▶ [TASK BRIEF]
Starting with the line that contains "of the stack" and going on through the line that contains "point(315, 259)", write those lines again with "casino chip" changed to "poker chip" and nothing else altered.

▶ [Object point labels]

==================================================

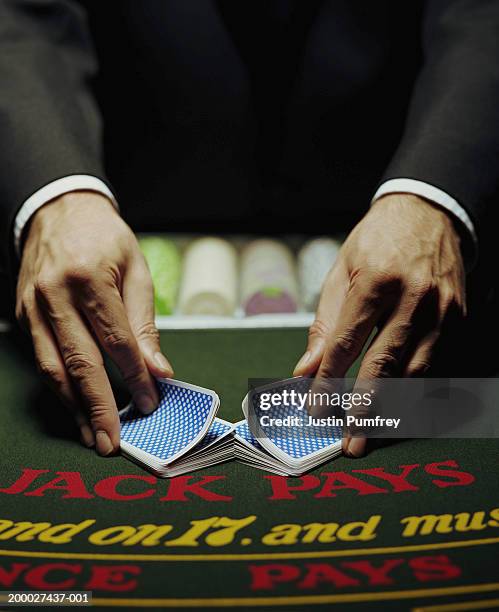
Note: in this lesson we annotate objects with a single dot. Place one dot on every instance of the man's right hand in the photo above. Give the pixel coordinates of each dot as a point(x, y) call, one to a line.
point(84, 284)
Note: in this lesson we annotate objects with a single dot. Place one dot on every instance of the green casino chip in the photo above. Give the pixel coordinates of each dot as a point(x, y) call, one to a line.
point(163, 259)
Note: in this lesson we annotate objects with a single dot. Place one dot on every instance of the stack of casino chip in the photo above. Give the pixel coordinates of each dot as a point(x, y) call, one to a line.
point(209, 283)
point(268, 278)
point(163, 259)
point(315, 259)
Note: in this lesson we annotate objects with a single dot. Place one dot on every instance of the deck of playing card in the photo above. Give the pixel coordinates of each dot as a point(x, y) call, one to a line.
point(283, 441)
point(181, 435)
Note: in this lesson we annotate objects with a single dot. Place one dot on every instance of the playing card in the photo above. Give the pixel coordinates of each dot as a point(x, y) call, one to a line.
point(182, 419)
point(284, 430)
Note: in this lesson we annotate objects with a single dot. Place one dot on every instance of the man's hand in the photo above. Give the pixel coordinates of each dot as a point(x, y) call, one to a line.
point(399, 271)
point(84, 284)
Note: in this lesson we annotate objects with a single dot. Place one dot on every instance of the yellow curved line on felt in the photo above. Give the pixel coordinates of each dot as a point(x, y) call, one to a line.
point(319, 554)
point(483, 604)
point(297, 600)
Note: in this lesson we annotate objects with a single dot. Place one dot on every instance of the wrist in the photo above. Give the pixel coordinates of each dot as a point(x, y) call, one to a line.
point(416, 209)
point(67, 208)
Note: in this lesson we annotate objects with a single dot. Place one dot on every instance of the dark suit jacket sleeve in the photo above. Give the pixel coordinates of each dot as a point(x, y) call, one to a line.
point(49, 121)
point(451, 139)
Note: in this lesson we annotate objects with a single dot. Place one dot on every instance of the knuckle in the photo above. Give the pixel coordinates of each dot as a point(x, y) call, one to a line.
point(45, 285)
point(80, 273)
point(318, 329)
point(80, 366)
point(418, 368)
point(51, 372)
point(381, 279)
point(99, 413)
point(419, 287)
point(346, 342)
point(117, 341)
point(380, 365)
point(148, 331)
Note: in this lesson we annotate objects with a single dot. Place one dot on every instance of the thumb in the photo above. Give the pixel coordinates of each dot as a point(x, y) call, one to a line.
point(332, 296)
point(138, 297)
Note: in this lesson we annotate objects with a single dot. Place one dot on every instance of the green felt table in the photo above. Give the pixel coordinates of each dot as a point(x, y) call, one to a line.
point(239, 537)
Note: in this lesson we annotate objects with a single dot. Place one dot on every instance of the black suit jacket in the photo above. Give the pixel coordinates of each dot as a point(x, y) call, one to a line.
point(211, 115)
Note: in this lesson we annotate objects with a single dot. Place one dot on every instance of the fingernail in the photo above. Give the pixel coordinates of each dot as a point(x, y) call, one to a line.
point(163, 363)
point(144, 403)
point(357, 447)
point(87, 436)
point(303, 361)
point(103, 443)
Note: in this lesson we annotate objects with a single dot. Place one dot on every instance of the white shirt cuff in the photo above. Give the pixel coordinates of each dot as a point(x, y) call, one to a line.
point(429, 192)
point(74, 182)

==================================================

▶ [FINISHED ANSWER]
Note: in this lesson we annotate objects with a single dot. Place one dot on every instance of the stack of poker chip in the photo above. Give the pixel coordinates of each dot as a point(x, y) call, one to a line.
point(209, 283)
point(268, 278)
point(163, 259)
point(315, 259)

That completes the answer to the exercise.